+++ Dataset extract +++
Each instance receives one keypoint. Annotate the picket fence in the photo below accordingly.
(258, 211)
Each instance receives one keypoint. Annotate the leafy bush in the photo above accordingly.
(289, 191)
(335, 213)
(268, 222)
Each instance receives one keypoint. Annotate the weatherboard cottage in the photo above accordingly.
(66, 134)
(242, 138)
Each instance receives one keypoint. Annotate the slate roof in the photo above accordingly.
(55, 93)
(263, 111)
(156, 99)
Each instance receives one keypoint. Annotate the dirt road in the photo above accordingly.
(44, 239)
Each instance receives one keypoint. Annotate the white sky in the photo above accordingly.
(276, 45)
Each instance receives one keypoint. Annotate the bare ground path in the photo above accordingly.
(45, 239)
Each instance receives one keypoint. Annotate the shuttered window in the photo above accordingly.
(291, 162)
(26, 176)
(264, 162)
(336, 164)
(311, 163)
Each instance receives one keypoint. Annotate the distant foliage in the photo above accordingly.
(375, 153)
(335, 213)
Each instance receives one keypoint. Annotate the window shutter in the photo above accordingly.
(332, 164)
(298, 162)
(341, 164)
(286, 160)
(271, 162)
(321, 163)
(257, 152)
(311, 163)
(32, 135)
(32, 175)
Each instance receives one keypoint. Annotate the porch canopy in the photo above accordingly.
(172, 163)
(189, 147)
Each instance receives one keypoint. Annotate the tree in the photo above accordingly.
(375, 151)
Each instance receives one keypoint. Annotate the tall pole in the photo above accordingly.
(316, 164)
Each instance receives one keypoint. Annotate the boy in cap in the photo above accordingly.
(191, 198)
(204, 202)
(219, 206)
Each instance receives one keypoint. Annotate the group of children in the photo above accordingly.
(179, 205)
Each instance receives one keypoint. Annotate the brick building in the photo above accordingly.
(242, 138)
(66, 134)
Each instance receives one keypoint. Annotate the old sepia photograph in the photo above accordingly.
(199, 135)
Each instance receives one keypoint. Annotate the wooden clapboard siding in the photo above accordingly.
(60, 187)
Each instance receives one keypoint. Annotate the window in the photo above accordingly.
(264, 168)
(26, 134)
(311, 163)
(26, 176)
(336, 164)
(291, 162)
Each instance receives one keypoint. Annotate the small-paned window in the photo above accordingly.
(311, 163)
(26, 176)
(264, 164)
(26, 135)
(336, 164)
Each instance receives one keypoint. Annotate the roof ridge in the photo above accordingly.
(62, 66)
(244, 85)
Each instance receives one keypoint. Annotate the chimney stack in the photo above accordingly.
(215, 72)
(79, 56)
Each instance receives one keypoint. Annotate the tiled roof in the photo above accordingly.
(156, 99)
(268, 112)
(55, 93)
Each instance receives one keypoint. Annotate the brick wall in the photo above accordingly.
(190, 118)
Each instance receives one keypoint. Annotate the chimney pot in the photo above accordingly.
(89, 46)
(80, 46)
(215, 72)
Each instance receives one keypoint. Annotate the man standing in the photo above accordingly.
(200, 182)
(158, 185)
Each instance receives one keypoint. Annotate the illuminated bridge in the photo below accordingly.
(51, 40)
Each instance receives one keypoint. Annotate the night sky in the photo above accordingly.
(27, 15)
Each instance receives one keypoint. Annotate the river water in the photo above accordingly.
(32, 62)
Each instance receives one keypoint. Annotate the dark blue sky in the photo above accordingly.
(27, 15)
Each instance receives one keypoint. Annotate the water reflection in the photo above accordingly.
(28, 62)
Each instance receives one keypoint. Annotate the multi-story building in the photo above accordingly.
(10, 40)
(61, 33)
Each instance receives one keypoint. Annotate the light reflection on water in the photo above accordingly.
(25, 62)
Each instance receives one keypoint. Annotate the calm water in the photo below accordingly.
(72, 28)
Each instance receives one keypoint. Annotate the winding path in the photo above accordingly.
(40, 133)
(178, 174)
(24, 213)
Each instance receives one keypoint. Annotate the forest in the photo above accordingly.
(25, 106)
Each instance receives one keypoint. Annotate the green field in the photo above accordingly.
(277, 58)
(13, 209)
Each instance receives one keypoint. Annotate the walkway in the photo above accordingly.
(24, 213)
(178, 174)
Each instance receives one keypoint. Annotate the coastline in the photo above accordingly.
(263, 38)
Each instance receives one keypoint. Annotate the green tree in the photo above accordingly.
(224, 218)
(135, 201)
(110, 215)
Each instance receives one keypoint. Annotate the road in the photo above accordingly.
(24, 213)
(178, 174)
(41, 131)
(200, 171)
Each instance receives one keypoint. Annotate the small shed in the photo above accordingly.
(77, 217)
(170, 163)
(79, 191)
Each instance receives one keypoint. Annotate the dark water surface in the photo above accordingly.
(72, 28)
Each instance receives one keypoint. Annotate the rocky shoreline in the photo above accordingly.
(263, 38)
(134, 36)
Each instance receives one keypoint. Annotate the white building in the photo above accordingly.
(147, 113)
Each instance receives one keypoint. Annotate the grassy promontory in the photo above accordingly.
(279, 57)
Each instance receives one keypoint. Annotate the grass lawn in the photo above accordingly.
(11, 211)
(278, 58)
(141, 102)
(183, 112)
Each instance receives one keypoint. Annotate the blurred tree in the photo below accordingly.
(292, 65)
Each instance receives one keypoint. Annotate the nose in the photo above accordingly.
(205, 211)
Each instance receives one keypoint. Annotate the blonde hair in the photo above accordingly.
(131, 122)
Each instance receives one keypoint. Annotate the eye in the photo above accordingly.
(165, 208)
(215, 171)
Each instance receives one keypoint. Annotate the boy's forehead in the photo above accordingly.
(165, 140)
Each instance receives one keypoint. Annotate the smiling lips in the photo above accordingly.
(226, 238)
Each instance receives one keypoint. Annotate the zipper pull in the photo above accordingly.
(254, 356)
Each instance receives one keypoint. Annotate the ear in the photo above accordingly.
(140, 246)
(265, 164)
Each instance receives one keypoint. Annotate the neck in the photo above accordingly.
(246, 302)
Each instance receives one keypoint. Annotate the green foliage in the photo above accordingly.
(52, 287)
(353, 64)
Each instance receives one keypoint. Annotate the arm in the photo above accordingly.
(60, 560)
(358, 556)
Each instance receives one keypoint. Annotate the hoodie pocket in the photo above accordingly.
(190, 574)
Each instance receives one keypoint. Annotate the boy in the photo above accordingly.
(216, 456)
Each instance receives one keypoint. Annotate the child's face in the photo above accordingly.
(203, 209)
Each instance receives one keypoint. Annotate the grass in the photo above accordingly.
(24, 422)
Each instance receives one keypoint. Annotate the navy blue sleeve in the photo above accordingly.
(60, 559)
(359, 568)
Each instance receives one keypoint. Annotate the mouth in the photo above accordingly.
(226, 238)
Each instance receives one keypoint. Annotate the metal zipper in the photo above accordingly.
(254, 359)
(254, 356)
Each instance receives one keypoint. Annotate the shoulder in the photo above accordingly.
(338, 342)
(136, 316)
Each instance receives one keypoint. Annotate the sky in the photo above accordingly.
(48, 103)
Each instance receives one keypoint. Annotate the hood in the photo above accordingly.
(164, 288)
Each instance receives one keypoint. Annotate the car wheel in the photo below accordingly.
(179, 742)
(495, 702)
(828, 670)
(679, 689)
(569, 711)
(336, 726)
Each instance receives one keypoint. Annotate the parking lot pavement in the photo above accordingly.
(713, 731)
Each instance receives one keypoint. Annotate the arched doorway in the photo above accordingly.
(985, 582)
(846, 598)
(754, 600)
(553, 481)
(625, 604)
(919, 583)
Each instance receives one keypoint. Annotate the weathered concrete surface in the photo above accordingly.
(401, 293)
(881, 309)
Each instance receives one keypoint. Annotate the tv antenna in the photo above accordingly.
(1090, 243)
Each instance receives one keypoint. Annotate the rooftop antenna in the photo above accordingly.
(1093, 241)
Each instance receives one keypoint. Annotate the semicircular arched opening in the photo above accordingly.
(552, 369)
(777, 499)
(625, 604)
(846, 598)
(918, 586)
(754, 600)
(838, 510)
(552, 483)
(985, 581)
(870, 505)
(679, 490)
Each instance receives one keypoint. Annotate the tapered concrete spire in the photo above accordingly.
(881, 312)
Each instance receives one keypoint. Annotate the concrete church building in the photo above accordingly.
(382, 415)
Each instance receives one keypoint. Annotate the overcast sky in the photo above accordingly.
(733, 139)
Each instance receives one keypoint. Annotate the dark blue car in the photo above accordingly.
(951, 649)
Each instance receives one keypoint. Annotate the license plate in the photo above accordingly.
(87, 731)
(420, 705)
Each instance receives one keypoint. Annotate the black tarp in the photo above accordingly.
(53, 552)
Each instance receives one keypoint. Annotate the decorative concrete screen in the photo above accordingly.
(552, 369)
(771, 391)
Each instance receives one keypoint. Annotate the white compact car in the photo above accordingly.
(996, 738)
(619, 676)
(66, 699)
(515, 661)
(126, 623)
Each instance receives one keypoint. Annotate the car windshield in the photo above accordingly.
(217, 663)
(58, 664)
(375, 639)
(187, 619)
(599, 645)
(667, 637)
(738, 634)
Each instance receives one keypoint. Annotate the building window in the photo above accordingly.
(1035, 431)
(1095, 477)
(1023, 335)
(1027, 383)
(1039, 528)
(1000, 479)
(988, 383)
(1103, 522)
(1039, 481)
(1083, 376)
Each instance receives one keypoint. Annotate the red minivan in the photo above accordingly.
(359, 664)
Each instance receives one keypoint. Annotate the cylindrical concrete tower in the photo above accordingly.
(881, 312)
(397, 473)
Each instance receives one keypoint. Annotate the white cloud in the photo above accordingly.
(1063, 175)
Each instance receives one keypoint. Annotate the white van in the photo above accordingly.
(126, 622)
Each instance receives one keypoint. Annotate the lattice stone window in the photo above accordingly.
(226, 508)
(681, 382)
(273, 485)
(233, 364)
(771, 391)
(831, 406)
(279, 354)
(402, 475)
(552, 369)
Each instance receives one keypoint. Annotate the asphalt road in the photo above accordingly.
+++
Nothing but the lines from the one holding "Each instance receives one keypoint. Annotate the cylindrical" to the end of the entries should be returned, each exactly as it stands.

Each instance receives one keypoint. Annotate the cylindrical concrete tower in the photo above accordingly.
(881, 312)
(397, 473)
Each instance receives one keypoint. Annotate the white cloud in the photo above accordingly.
(1063, 175)
Each instance receives one keypoint. Annotate the white van in the photo above accordingly.
(126, 622)
Each instance receives one keypoint. Annotate the lattice stone window in the photo above accordingly.
(226, 508)
(681, 382)
(273, 485)
(233, 364)
(771, 391)
(831, 406)
(279, 354)
(402, 475)
(552, 369)
Each instance receives one keypoint. Annotate the asphalt road in the photo above accordingly.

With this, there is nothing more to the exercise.